#### What to produce:
An exact copy of the entries is needed, with every picture left out.

____________

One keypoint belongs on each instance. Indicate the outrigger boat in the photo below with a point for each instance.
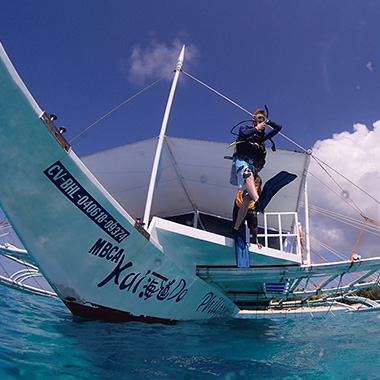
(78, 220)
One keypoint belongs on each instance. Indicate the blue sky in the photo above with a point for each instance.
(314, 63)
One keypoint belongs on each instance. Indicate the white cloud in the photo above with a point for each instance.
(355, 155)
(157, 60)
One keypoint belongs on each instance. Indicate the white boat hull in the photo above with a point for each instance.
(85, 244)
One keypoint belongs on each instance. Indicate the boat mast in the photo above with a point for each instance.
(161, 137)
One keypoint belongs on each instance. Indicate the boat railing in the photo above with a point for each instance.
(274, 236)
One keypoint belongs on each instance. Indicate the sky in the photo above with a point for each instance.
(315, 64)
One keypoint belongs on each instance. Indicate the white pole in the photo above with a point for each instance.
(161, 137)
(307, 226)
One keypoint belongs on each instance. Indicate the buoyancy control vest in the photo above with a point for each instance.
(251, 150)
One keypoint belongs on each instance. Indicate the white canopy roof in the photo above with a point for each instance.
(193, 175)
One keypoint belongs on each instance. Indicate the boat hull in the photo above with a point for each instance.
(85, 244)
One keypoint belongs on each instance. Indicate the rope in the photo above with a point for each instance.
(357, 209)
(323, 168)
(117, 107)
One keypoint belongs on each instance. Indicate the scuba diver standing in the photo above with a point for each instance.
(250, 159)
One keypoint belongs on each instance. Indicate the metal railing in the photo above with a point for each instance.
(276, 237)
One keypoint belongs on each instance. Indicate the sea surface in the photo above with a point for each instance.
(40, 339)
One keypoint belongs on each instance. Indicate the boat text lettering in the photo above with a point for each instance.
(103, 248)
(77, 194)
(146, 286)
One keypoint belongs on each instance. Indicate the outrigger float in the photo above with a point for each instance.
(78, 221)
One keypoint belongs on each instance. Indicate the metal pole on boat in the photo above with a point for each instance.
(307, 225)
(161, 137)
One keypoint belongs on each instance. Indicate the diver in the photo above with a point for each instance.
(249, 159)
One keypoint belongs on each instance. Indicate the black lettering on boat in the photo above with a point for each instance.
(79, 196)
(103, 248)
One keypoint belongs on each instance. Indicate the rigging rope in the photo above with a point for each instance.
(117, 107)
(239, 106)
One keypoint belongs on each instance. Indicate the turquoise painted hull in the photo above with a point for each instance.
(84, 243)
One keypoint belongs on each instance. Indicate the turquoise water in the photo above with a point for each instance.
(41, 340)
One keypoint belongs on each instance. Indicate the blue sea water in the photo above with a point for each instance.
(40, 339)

____________

#### Task solution:
One keypoint belongs on each instance. Indicate the outrigger boat in the photo below with a point for each instance.
(78, 220)
One keypoint belongs on each instance. Indicate the blue sky in the photo above with a point for each instance.
(314, 63)
One keypoint belongs on each instance. Indicate the white cloud in the photo above with a point for each instance.
(355, 155)
(157, 60)
One keypoint belongs on each instance. Indicate the white boat hull in the photo above with a point for each instance.
(85, 244)
One keypoint belongs on each instance. Indicate the boat mast in the photo above with a point for each instance.
(161, 137)
One keypoint belongs on each instance. Indicate the boat railing in the photo above with a point for each instance.
(274, 236)
One keypoint belongs on each instance. Indicate the sky in the photo above with a point for each instance.
(315, 64)
One keypoint belongs on each instance. Indicate the white pole in the photo above with a point for each instance.
(161, 137)
(307, 226)
One keypoint belongs on each instance. Indicate the buoyancy control vest in the photo above with a point for each instance.
(251, 150)
One keypoint belongs on each instance. Indicate the white canopy roof in the photo above with a point for each instance.
(193, 175)
One keypoint belongs on each instance. Indicate the boat hull in the photo above with a point for each instance.
(85, 244)
One keypoint belongs on each instance. Indicate the rope in the photo above with a point for each instance.
(357, 209)
(323, 168)
(117, 107)
One keypoint belongs on each instance. Indicate the scuba diver standing in the photo above with a point for each instance.
(250, 159)
One keypoint belongs on each instance. Indicate the metal railing in the photo above with a point for each instance.
(276, 237)
One keypoint belongs on each instance. Indicate the sea surface in the photo above with a point for each instance.
(40, 339)
One keypoint belongs on each instance. Indicate the boat text lettering in the photo above with a point for each instance.
(103, 248)
(77, 194)
(146, 286)
One keypoint belongs on each instance. Indicate the outrigger float in the photo above with a point for each instance.
(78, 221)
One keypoint belongs on each instance. Indicate the metal pole on boat in the photo above with a point for each instance.
(307, 225)
(161, 137)
One keypoint belongs on each instance. Indicate the diver in the photo above with a point for each instance.
(249, 159)
One keypoint belongs on each instance. Indicate the black lettering on boat in the photo above with a point for each instance.
(79, 196)
(103, 248)
One keypoint belongs on each instance. Indicate the rigging rope in the photo above with a point for each instance.
(117, 107)
(239, 106)
One keypoint belongs on each instance. Indicate the turquoise painted hull in the photo above with a point for each instance.
(84, 243)
One keypoint belongs on each instance. Indicate the turquoise water in the photo above with a point for each instance.
(41, 340)
One keypoint belongs on each instance. Indicate the blue sea water in the photo above with a point for each instance.
(40, 339)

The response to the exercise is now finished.